## ASSIGNMENT
When the line with "boxes needed: palm frond" appears below, start repeating lines exactly, and keep going through the line with "boxes needed: contour planting row"; add nothing outside that span.

## RECORD EXTRACTS
- - - -

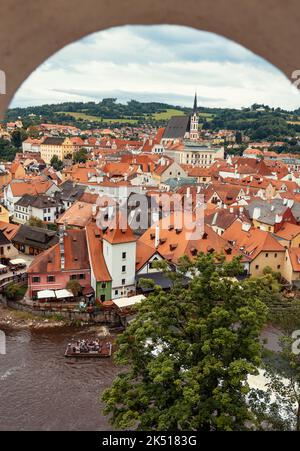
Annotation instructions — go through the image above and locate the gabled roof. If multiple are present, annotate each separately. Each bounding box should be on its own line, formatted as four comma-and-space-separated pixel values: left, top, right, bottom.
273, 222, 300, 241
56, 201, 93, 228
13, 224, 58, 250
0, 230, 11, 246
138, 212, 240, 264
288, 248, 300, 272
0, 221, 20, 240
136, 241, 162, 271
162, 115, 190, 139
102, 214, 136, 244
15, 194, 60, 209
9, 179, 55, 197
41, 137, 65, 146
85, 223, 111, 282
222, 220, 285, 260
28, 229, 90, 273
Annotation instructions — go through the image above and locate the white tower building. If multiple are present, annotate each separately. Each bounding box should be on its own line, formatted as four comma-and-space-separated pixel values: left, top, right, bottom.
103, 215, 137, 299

- - - -

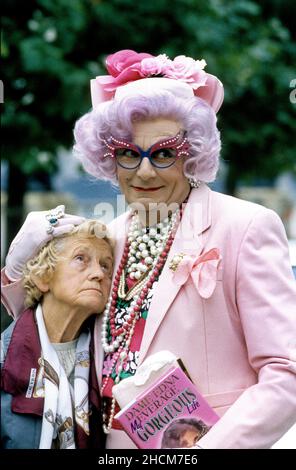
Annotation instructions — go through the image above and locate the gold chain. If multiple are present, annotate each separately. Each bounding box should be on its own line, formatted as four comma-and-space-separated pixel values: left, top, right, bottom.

- - - -

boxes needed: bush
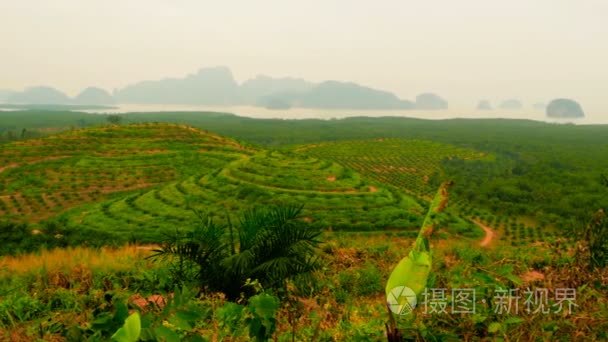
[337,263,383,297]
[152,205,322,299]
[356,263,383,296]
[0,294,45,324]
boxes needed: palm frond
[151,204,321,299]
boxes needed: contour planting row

- - - -

## RESULT OF THIS TASK
boxes needed: palm frond
[151,204,321,299]
boxes needed: contour planting row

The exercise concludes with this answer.